- Text block:
# # # # #

TODAY: Council to Pass Law Mandating Fuller, Bolder Open Streets Program

Here's a great open street. Photo: Prospect Heights Neighborhood Development Council
Here's a great open street. Photo: Prospect Heights Neighborhood Development Council

The City Council will close the gap of leadership exhibited by the de Blasio administration in making permanent the open streets program — mandating many open streets, allowing for their conversion into 24-7 car-free zones and ensuring that they are equitably distributed.

The Council is expected to pass the the legislation, Int. 1933-A, on Thursday after a rally at 10:30 a.m.

The bill is an updated and strengthened version of the open streets legislation proposed almost exactly a year ago by Council Member Carlina Rivera that was never enacted because Mayor de Blasio announced his own 100-mile open streets program as the pandemic lockdown entered its second month. The open streets program was one of the administration’s signature efforts to give New Yorkers space to get outside yet remain socially distanced — though it never made it to the full 100 miles (and is now about 60, according to the city). And despite the mayor’s commitment to make the program permanent, planning and implementation has stalled, emboldening opponents of open streets, who have harassed volunteers (and assaulted at least one) and vandalized and stolen barricades.

Rivera has revived and tweaked her bill to once again pressure the administration to make good on its promise of a real permanent open streets program. The mayor has repeatedly been criticized for his lackluster approach after his initial success.

# # # # #

- Dataset entries:

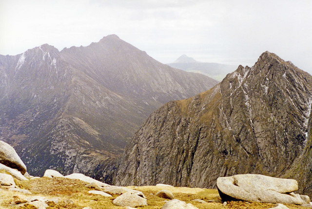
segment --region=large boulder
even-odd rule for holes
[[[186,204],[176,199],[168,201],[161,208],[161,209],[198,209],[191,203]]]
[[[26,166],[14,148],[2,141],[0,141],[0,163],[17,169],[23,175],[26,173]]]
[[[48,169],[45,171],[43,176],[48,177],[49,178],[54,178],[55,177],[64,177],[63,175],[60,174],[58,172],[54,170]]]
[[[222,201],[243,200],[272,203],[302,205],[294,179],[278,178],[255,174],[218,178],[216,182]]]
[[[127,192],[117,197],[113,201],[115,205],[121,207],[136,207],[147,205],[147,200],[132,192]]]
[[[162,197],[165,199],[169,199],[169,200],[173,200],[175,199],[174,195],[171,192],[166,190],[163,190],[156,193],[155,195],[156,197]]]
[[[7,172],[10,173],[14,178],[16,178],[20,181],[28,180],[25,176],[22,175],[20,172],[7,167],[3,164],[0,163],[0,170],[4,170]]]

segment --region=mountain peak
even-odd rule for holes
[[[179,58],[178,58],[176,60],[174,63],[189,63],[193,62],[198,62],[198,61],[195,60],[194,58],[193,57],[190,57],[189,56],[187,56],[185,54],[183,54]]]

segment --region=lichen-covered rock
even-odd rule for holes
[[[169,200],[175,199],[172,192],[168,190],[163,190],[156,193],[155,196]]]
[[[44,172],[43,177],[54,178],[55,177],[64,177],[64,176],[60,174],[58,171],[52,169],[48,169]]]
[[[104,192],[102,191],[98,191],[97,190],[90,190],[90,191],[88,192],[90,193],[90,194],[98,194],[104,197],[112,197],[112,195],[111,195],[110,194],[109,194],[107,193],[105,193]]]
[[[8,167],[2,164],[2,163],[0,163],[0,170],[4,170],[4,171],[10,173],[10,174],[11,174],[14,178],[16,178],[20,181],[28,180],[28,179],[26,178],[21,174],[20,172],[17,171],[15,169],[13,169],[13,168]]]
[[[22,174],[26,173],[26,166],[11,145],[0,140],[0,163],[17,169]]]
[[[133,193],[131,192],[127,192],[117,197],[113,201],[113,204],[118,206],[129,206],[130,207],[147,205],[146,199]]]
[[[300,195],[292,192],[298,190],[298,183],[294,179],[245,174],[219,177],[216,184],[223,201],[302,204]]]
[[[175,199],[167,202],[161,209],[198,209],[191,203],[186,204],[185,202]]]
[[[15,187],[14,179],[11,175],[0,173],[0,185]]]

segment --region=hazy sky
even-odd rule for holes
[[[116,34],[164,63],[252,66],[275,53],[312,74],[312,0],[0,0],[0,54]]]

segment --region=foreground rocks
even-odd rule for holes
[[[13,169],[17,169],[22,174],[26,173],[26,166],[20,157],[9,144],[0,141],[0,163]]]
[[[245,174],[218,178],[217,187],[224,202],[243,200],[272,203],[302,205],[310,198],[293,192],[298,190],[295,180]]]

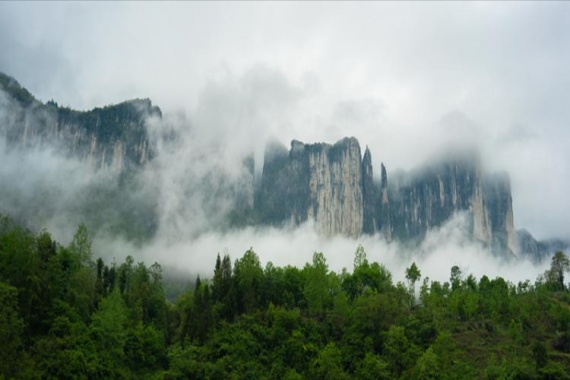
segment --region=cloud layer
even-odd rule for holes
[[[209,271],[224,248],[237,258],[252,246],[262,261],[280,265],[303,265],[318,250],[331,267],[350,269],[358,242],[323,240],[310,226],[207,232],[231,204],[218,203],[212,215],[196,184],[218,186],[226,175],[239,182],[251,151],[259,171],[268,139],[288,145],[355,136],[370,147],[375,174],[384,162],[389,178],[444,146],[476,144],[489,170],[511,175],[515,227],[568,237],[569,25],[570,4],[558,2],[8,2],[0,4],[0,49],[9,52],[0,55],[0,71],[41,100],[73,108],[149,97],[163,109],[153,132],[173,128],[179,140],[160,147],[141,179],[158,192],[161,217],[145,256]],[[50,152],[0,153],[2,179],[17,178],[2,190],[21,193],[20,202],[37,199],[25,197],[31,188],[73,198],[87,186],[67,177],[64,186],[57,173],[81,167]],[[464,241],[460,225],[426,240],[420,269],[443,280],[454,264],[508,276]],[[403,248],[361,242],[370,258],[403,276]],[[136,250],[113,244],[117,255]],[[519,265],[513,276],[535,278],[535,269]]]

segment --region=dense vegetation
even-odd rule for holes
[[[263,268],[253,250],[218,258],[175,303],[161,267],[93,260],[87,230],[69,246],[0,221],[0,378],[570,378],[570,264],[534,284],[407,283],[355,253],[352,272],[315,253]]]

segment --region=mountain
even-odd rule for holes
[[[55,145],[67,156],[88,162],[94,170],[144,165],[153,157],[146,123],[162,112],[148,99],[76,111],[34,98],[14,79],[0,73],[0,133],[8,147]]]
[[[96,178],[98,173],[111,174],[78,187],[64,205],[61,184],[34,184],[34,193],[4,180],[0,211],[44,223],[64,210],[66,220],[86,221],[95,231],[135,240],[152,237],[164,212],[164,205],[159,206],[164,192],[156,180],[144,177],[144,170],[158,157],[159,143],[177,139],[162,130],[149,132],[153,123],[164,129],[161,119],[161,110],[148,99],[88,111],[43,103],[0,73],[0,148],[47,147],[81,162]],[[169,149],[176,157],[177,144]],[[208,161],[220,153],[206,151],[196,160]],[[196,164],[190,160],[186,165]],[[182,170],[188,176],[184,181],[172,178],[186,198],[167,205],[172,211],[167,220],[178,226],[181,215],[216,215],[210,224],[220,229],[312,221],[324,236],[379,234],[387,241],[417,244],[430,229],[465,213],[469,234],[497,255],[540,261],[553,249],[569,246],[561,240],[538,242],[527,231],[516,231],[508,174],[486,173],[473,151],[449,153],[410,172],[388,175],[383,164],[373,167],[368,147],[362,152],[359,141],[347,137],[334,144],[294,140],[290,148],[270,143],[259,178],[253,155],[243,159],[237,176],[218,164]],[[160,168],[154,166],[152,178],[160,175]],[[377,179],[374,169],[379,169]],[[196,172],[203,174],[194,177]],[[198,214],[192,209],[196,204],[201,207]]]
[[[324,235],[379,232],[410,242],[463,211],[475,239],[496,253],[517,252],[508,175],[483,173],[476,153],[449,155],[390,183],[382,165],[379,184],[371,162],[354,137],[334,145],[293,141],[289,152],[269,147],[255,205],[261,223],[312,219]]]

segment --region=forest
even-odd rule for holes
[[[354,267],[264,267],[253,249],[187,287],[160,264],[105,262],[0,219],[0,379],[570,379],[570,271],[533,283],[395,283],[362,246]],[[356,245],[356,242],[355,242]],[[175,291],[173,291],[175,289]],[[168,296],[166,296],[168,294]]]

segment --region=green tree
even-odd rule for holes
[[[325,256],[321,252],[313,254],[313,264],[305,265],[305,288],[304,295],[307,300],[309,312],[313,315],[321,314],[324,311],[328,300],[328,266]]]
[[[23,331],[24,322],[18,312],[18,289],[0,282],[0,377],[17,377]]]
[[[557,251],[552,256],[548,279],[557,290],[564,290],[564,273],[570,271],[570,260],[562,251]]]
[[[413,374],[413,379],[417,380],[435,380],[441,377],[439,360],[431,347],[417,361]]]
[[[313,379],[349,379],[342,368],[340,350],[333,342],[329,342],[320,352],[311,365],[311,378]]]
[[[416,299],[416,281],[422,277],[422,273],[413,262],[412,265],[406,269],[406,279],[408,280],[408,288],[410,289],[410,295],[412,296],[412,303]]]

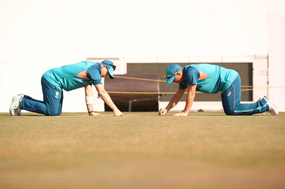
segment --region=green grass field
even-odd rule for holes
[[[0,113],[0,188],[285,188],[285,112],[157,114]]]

# # # # #

- Set of tasks:
A – Copy the open streets article word for word, from "The City Council" up to and including "at 10:30 a.m.".
B – Answer these questions from the open streets article:
(i) What is the designation of the legislation the Council is expected to pass?
(ii) How many miles does the open streets program currently cover, according to the city?
(iii) Which Council Member proposed the original open streets legislation about a year earlier?

- Answers provided:
A –
The City Council will close the gap of leadership exhibited by the de Blasio administration in making permanent the open streets program — mandating many open streets, allowing for their conversion into 24-7 car-free zones and ensuring that they are equitably distributed.

The Council is expected to pass the the legislation, Int. 1933-A, on Thursday after a rally at 10:30 a.m.

B –
(i) Int. 1933-A
(ii) About 60 miles
(iii) Carlina Rivera